_TASK GOAL_
Report every line in the rows that contains the string "pool", copying each such line in full.
*** MATERIAL TO PROCESS ***
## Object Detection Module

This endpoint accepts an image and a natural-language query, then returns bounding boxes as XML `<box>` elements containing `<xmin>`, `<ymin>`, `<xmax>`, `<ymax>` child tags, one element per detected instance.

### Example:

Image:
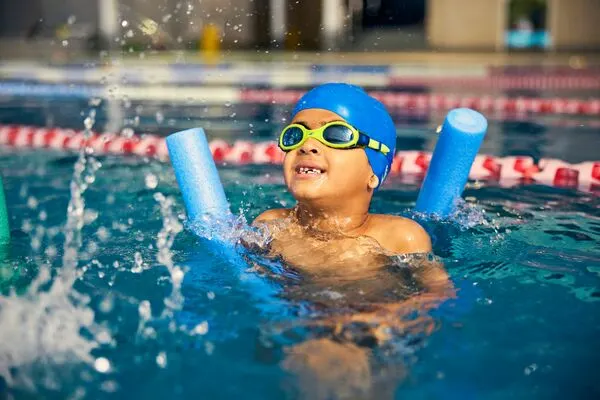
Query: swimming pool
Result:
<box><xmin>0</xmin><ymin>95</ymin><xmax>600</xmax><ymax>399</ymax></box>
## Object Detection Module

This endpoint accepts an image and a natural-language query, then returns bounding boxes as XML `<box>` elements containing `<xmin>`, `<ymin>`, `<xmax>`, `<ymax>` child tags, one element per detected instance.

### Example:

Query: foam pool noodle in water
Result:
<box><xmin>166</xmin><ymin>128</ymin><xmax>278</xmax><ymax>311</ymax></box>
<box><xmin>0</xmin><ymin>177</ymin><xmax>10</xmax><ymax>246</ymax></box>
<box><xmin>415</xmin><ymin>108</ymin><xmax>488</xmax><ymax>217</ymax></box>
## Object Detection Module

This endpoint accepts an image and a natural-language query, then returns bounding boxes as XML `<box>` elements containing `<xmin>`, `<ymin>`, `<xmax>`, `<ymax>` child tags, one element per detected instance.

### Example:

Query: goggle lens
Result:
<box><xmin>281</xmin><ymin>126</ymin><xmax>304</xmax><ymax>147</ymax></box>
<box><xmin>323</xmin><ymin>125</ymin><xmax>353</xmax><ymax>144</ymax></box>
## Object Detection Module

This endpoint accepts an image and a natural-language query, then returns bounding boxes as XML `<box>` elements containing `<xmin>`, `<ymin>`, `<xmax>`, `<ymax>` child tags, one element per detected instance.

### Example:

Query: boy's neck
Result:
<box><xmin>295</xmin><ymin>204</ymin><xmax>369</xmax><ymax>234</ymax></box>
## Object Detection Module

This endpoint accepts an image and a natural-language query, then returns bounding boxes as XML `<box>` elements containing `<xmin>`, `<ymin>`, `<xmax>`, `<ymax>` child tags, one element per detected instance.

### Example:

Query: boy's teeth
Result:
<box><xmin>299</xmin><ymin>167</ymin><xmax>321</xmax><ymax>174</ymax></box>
***
*** MATERIAL TO PROCESS ***
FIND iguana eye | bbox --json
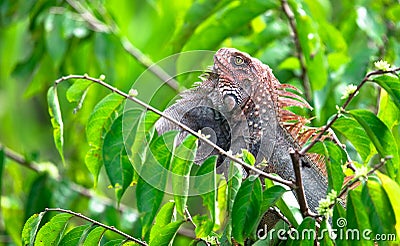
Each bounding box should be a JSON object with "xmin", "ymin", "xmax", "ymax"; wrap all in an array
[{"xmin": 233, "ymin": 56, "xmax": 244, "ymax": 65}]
***
_EXERCISE OUTPUT_
Query: swimming pool
Query: foam pool noodle in water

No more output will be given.